This week’s TGIF considers a decision of the Federal Court which enabled administrators of Virgin to send electronic notices, conduct electronic meetings and absolved them from personal liability for leases for four weeks due to COVID-19.
On 20 April 2020, administrators were appointed to Virgin Australia Holdings Ltd and 37 of its subsidiaries (together, the Virgin Companies).
Following their appointment, an application was made to the Court for orders with respect to creditor engagement during COVID-19 and, separately, to avoid personal liability with respect to property leased, used or occupied by any of the Virgin Companies for a four week period. The administrators considered that, for reasons including the current COVID-19 restrictions, compliance with certain legislative requirements was impracticable or unfeasible.
Middleton J was satisfied those orders should be made in accordance with the Court’s discretionary powers pursuant to the Corporations Act 2001 (Cth) (the Act) and made the following observation regarding the impact of COVID-19 on matters before the courts:
“… the COVID-19 pandemic, and the consequent restrictions on the movement and behaviour of people, is a reason to apply flexibility in the application (and perhaps adaption) of existing laws, and to exercise any discretion residing in a court to ensure that the Australian community and economy are supported during this time of crisis”.
The manner in which meetings may be held are governed by the Insolvency Practice Rules (Corporations) 2016 (Rules). Electronic meetings are permissible so long as the meeting is convened at a physical ‘place’ (such as, for example, the administrators’ offices) with the Court then making orders confirming the meeting can be conducted by video-link or telephone. The administrators advised they were arranging for the meetings to be live streamed through Microsoft Teams, and confirmed the technology provided a question and answer function.
His Honour was comfortable with this proposal and likened the proposed set-up to a virtual court, where a judge is physically in the courtroom and court attendees electronically connected to the hearing.
Electronic notice to creditors
The Court was also satisfied that notice to creditors by email was appropriate in light of the large number (10,247) of creditors of the Virgin Companies and the fact that administrators had email addresses for almost all (99.88%) of them. In his Honour’s view, such an approach would save costs, time and ultimately conserve the assets of the company.

- _Provided data_:
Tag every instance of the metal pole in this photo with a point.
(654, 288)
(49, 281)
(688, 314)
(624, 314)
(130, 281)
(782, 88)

- _Problems and tasks_:
1. Quote the passage on the Virgin administration from "The manner in" up to and including "and answer function.".
2. Extend the passage on the Virgin administration, starting right after its final sentence.

- _Outputs in order_:
1.
The manner in which meetings may be held are governed by the Insolvency Practice Rules (Corporations) 2016 (Rules). Electronic meetings are permissible so long as the meeting is convened at a physical ‘place’ (such as, for example, the administrators’ offices) with the Court then making orders confirming the meeting can be conducted by video-link or telephone. The administrators advised they were arranging for the meetings to be live streamed through Microsoft Teams, and confirmed the technology provided a question and answer function.

2.
The administrators additionally submitted that email distribution was preferable due to:
- COVID-19 restrictions, which imposed limitations on access to office premises in order to process notices and replies from creditors;
- hygiene safety issues in relation to the administrators’ staff physically handling correspondence; and
- current Australia Post delays, which were likely to result in substantial delays in the receipt of hard copy notices.
Information requests from creditors
The default position under the Rules is that administrators must respond to creditor requests for information, reports or documents within 5 business days.
Given the potential number of information requests, the administrators sought, and were granted, an extension of a further 5 business days to respond to queries from creditors. The Court agreed this was appropriate due to the magnitude of the business, the significant number of creditors and logistical difficulties faced by the administrators’ staff liaising with management and employees as a result of the COVID-19 pandemic.
Property Leased, Used or Occupied
Following their initial investigations, the administrators identified 144 aircraft and other aviation equipment subject to leasing arrangements, together with real property leases with 81 landlords. An extension was sought by the administrators to the 5 business day period by which they were required to give notice to lessors as to whether they intended to retain or give up possession of that property. Failing to provide notice within that period would result in the administrators being personally liable for rent.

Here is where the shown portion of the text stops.